■ Görev 1: Örtü altı üretimle ilgili metni iki cümleyle özetleyin.
■ Görev 2: Örtü altı üretimle ilgili metinde "Tarım ve Orman" sözlerinden "dair açıklamalarda bulundu." sözlerine kadar olan kısmı hiç değiştirmeden yeniden yazın.

■ Metin bölümü:
══════

Tarım ve Orman Bakanı Vahit Kirişci, tarım temsilcileriyle bir araya geldiği Kırklareli’de programına jeotermal tarım yapan bir işletmeyi ziyaret ederek devam etti. Bakan Kirişci, burada Türkiye’deki örtü altı üretime dair açıklamalarda bulundu.
Türkiye’de 2002 yılında 540 bin dekar olan örtü altı üretimin şu anda 811 bin dekara ulaştığını söyleyen Kirişci, “İktidara geldiğimiz tarih 2002 olduğu için Türkiye’de pek çok olumlu gelişme de 2002 sonrası yaşandı. O zamana kadar Türkiye’de 540 bin dekarlık bir örtü altı üretimimiz söz konuydu. Ama şu anda bu örtü altı üretim 811 bin dekara çıktı. İspanya’dan sonra Avrupa’da ikinci dünyada dördüncü sırada olduğumuzu özellikle belirtmek istiyorum. Bu 811 bin dekarlık örtü altı dediğimiz alçak tünel, yüksek tünel, işte cam vesaire burada olduğu gibi gerçekten endüstriyel anlamda modern tarzda seralarda bunun içerisinde. Bunların aslında tıpkı çiftçi kayıt sisteminde olduğu gibi burada da tamamı kayıt altında değil” diye konuştu.
‘SERA ALANLARINI KAYIT ALTINA ALIP, HAKSIZ REKABETTEN KURTULMALARINI SAĞLAYACAĞIZ’
Türkiye genelinde 811 bin dekarlık örtü altı üretimin yüzde 59’unun kayıt altında olduğunu vurgulayan Kirişci, “Bu sera faaliyetlerinde bulunanlar toplam Kırklareli’nde 181 dekar civarında. Daha çok da küçük aile işletmeleri şeklinde 158 işetmeden müteşekkir ama şu bulunmuş olduğumuz sera 50 bin metrekarelik bir sera. Şu anda 811 bin dekarın yüzde 59’u kayıtlı, geri kalanı da bir anlamda kayıt dışında. Biz onları da kayıt altına almış olacağız. Diğer tarımsal faaliyetleri de aynı şekilde kayıt altına almış olacağız. Bu üreticilerimizin bir haksız rekabet içerisinde olmalarından da artık kurtulmalarını sağlayacak. Onu da o şekilde ifade edebiliriz” dedi.

══════

■ Bir veri kümesinden kayıtlar:
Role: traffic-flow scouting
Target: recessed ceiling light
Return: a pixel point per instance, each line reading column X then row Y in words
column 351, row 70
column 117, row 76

══════

■ Görev yanıtı 1: Tarım ve Orman Bakanı Vahit Kirişci, Kırklareli'de jeotermal tarım yapan bir işletmeyi ziyaretinde konuştu. Türkiye'de örtü altı üretimin 2002'deki 540 bin dekardan 811 bin dekara çıktığını, Türkiye'nin bu alanda Avrupa'da İspanya'dan sonra ikinci, dünyada dördüncü olduğunu ve bu alanın yüzde 59'unun kayıtlı olduğunu söyledi; kalan kısmın da kayıt altına alınacağını ve böylece üreticilerin haksız rekabetten kurtulacağını belirtti.

■ Görev yanıtı 2:
Tarım ve Orman Bakanı Vahit Kirişci, tarım temsilcileriyle bir araya geldiği Kırklareli’de programına jeotermal tarım yapan bir işletmeyi ziyaret ederek devam etti. Bakan Kirişci, burada Türkiye’deki örtü altı üretime dair açıklamalarda bulundu.